** Instruction 1 **
According to the forum thread, which feature needs to be turned on in the settings of both the TV and the DTV Stream box?

** Text excerpt **
+ + + + + + +

# Directv Stream Remote will Not turn TV on



## durian (Feb 9, 2010)

i cannot get my directv remote to turn on my vizio tv. all other functions work - off, mute, volume, inputs - it just won't turn the tv on. i have reset the box and tried re-pairing the remote several times. any fix for this?


----------



## NashGuy (Jan 30, 2014)

The box may be able to turn the TV on and off through a feature called HDMI-CEC. You'd need to go into both the settings menu on your TV as well as on the DTV Stream box and make sure that HDMI-CEC is turned on in both places. If it is and it's working properly, then the DTV Stream remote won't directly turn the TV on or off. When it turns the box on (i.e. wakes it up), the box will send a signal to the TV via the HDMI cable to turn it on. And when the remote turns the box off (i.e. puts it to sleep), the box will likewise power the TV off.


----------



## harsh (Jun 15, 2003)

NashGuy said:


> You'd need to go into both the settings menu on your TV as well as on the DTV Stream box and make sure that HDMI-CEC is turned on in both places.


Since everything but the power function is working, using CEC may be the problem. Because the power function is often a toggle, IR commands to turn on the TV may be getting reversed by CEC commands to do the same. It needs to be one or the other.

+ + + + + + +

** Records supplied **
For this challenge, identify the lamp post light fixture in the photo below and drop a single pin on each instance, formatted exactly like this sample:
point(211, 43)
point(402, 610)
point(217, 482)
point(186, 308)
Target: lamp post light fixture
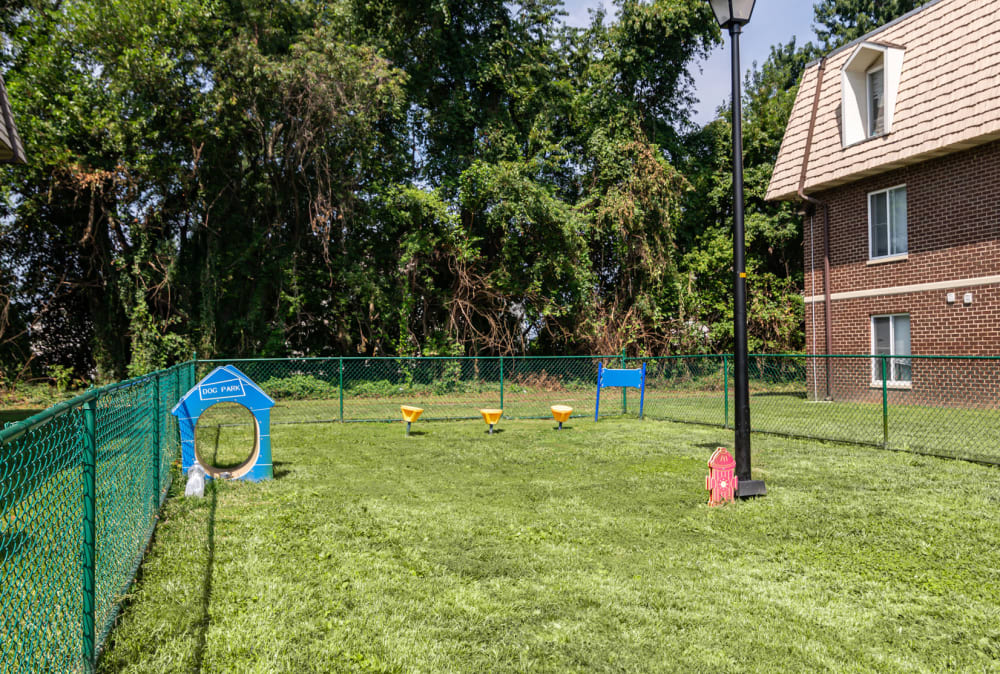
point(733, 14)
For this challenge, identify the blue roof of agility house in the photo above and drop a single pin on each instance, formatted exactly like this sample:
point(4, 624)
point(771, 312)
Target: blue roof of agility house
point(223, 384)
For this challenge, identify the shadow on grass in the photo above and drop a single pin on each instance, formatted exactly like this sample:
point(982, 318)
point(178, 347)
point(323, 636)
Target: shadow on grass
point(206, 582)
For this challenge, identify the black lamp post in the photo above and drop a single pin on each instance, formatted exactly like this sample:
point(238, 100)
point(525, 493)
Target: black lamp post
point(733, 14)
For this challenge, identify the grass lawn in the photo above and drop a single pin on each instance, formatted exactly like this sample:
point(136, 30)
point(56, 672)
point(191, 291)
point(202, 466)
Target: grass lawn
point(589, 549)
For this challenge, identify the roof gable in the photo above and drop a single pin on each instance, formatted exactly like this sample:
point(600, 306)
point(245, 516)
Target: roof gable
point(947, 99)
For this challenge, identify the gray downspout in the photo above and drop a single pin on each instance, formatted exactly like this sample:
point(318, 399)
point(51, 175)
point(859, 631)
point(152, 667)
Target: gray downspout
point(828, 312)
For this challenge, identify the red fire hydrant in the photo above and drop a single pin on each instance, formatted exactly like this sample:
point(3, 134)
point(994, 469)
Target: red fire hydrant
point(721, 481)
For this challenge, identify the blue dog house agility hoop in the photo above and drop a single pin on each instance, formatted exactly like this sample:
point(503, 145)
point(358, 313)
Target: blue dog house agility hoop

+ + + + + + +

** Instruction 2 **
Recast every line of the pin-labeling rows above as a Markdown table with the columns Row (a running line number) and Line, skipping blank lines and leaving out the pictures.

** Written solution 1 **
HDMI-CEC.

** Written solution 2 **
| Row | Line |
|---|---|
| 1 | For this challenge, identify the lamp post light fixture in the photo below and drop a single pin on each instance, formatted exactly like this sample: |
| 2 | point(211, 43) |
| 3 | point(402, 610) |
| 4 | point(217, 482) |
| 5 | point(186, 308) |
| 6 | Target: lamp post light fixture |
| 7 | point(733, 14) |
| 8 | For this challenge, identify the blue roof of agility house in the photo above and drop a single pin on each instance, formatted exactly like this sample: |
| 9 | point(4, 624) |
| 10 | point(771, 312) |
| 11 | Target: blue roof of agility house |
| 12 | point(223, 384) |
| 13 | For this challenge, identify the shadow on grass in the photo above and drop a single pin on each instance, formatted exactly like this sample: |
| 14 | point(982, 318) |
| 15 | point(178, 347) |
| 16 | point(323, 636) |
| 17 | Target: shadow on grass |
| 18 | point(206, 582) |
| 19 | For this challenge, identify the black lamp post in the photo above and drop a single pin on each instance, formatted exactly like this sample: |
| 20 | point(238, 100) |
| 21 | point(525, 493) |
| 22 | Target: black lamp post |
| 23 | point(733, 14) |
| 24 | For this challenge, identify the grass lawn in the photo above and drop a single pin on each instance, formatted exactly like this sample: |
| 25 | point(136, 30) |
| 26 | point(56, 672) |
| 27 | point(191, 291) |
| 28 | point(202, 466) |
| 29 | Target: grass lawn |
| 30 | point(589, 549) |
| 31 | For this challenge, identify the roof gable in the photo above and drop a single pin on each instance, formatted exactly like this sample: |
| 32 | point(600, 306) |
| 33 | point(245, 516) |
| 34 | Target: roof gable |
| 35 | point(947, 99) |
| 36 | For this challenge, identify the gray downspout in the photo above and drop a single pin on each instance, formatted exactly like this sample: |
| 37 | point(318, 399) |
| 38 | point(51, 175) |
| 39 | point(859, 631) |
| 40 | point(152, 667) |
| 41 | Target: gray downspout |
| 42 | point(828, 312) |
| 43 | For this challenge, identify the red fire hydrant in the photo above and drop a single pin on each instance, formatted exactly like this sample: |
| 44 | point(3, 134) |
| 45 | point(994, 469) |
| 46 | Target: red fire hydrant |
| 47 | point(721, 481) |
| 48 | For this challenge, identify the blue dog house agility hoop in the photo above and drop a single pin on each instance, formatted exactly like this sample: |
| 49 | point(503, 145) |
| 50 | point(358, 313) |
| 51 | Target: blue dog house agility hoop |